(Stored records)
'''
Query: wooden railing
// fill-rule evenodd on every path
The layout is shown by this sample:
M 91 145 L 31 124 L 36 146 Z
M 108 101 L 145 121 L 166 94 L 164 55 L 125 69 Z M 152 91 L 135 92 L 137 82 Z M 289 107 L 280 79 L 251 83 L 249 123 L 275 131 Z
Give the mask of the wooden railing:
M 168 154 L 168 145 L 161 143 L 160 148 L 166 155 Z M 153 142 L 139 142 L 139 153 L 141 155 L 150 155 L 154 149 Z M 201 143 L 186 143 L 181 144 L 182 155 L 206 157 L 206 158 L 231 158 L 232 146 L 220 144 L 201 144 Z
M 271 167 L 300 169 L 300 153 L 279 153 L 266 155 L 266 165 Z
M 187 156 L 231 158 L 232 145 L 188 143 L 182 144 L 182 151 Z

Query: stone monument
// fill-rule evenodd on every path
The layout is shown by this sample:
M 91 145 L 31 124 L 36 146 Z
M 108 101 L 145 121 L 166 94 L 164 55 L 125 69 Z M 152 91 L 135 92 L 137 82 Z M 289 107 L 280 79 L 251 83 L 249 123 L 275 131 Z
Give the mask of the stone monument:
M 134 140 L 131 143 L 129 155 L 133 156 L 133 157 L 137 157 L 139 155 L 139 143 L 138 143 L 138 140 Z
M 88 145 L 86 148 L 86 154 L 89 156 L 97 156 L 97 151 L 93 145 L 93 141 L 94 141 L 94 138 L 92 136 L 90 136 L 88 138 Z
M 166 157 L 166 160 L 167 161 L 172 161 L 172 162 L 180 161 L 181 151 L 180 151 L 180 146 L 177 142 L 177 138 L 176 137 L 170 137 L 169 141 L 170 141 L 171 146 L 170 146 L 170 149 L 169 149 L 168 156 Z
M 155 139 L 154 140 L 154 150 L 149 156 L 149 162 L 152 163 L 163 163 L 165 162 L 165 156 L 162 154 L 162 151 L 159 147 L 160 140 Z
'''
__Description of the task__. Reproduce all of the data exactly as given.

__Expected answer__.
Query: wooden railing
// fill-rule evenodd on every path
The layout is shown by this sample:
M 91 145 L 31 124 L 36 146 Z
M 108 101 L 145 121 L 166 94 L 164 55 L 125 69 Z M 152 91 L 135 92 L 137 82 Z M 289 107 L 280 79 L 251 83 L 249 123 L 275 131 Z
Give the mask of the wooden railing:
M 168 154 L 168 145 L 161 143 L 160 148 L 166 155 Z M 153 142 L 139 142 L 139 153 L 141 155 L 150 155 L 154 149 Z M 201 143 L 186 143 L 181 144 L 182 155 L 206 157 L 206 158 L 231 158 L 232 146 L 220 144 L 201 144 Z
M 271 167 L 300 169 L 300 153 L 279 153 L 266 155 L 266 165 Z
M 187 156 L 231 158 L 232 145 L 188 143 L 182 144 L 182 151 Z

Query: stone monument
// fill-rule evenodd on every path
The layout is shown by this sample:
M 91 145 L 31 124 L 36 146 Z
M 108 101 L 145 121 L 166 94 L 164 55 L 125 69 Z M 152 91 L 135 92 L 137 82 Z M 289 107 L 280 79 L 251 83 L 249 123 L 275 131 Z
Give the mask of the stone monument:
M 134 140 L 131 143 L 129 155 L 133 156 L 133 157 L 137 157 L 139 155 L 139 143 L 138 143 L 138 140 Z
M 88 145 L 86 148 L 86 154 L 89 156 L 97 156 L 97 151 L 93 145 L 93 141 L 94 141 L 94 138 L 92 136 L 90 136 L 88 138 Z
M 166 157 L 166 160 L 167 161 L 172 161 L 172 162 L 180 161 L 181 151 L 180 151 L 180 146 L 177 142 L 177 138 L 176 137 L 170 137 L 169 141 L 170 141 L 171 146 L 170 146 L 170 149 L 169 149 L 168 156 Z
M 155 139 L 154 140 L 154 150 L 149 156 L 149 162 L 152 163 L 163 163 L 165 162 L 165 156 L 162 154 L 162 151 L 159 147 L 160 140 Z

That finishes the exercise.